Metin Bölümü
━━━━━━━━━━━━━━━━━━━━

SEVİM MORGÜL ANLATIYOR
Emirdağ’da Üstadın hizmetinde bulunan ailelerin başında Çalışkanlar ailesi gelir. Fethiye ve Mehmet Çalışkan’ın kızı, Ceylan Çalışkan’ın kızkardeşi Sevim Morgül Firdevs Söker’i anlatıyor: “Firdevs Abla namazına, örtüsüne çok dikkat eden bir hanımdı. Risâle-i Nur’u tanımış, okumuş, sevmişti. Çok imanlıydı. ‘Risâle okuyalım, Üstadın hizmetinde bulunalım’ diye çırpınır dururdu. “Şahide Anne, Risâle-i Nur dersi için bize geldiğinde Risâle sohbetlerini seven komşularımız da hemen bizde toplanırdı. Dersi dinlemek için en başta Firdevs Teyze gelirdi. “Üstad Isparta’ya gittiğinde, ev boşalır, biz de evini temizlemek için toplanır giderdik. Firdevs Anne hemen gelirdi. “Üstadın yastığını kabartmak, hırkasını yıkamak için bazen eve getirirlerdi. Hiç unutmam yastığını dikmek için kaç kişi uğraşmıştı. Firdevs Teyze, Şahide Anne… Hepsi birden dikmişti. Ben o zaman ‘Bunda ne var ki, annem hemen dikiverir‘ diye düşünmüştüm, ama şimdi anlıyorum ki, hepsi ‘Bizim de emeğimiz geçsin!’ düşüncesiyle öyle hareket etmişlerdi. “Üstad Hazretleri Zübeyir Ağabeyi gönderir, yoğurdunu ondan aldırırdı. “İzmirli Zehra Anneye Risâle-i Nurları o götürmüştü. Zehra Anne Üstadı görmek için geldiğinde, Firdevs Annede iki gün kaldı. Zehra Anne bize de gelip, kaldı. Çok zayıf, nuranî, incecik bir hanımdı. Onu da çok severdik. “Zehra Anne, Ceylan Ağabeyin yardımıyla bir şekilde görüştü Üstad‘la. Hatta yanında limon getirmiş, ama Üstad Hazretlerine vermeyi unutmuş. ‘Nasıl verebilirim?’ diye üzülürken, Üstad da Ağabeylere ‘Zehra limon getirmiş, Hacı Firdevs’in evinde kalıyor. Gidin alın!’ demiş. Bunu hep anlatırdı Zehra Anne.”

━━━━━━━━━━━━━━━━━━━━

Mevcut Veriler
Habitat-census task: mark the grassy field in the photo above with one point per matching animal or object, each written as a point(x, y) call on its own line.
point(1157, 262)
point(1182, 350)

━━━━━━━━━━━━━━━━━━━━

İstenen
Metin bölümündeki "Çok zayıf, nuranî, incecik bir hanımdı." cümlesini İngilizceye çevirin. Buradaki malzemenin metin bölümüyle hiçbir ilgisi yoktur.

Yanıt
She was a very thin, radiant, slender lady.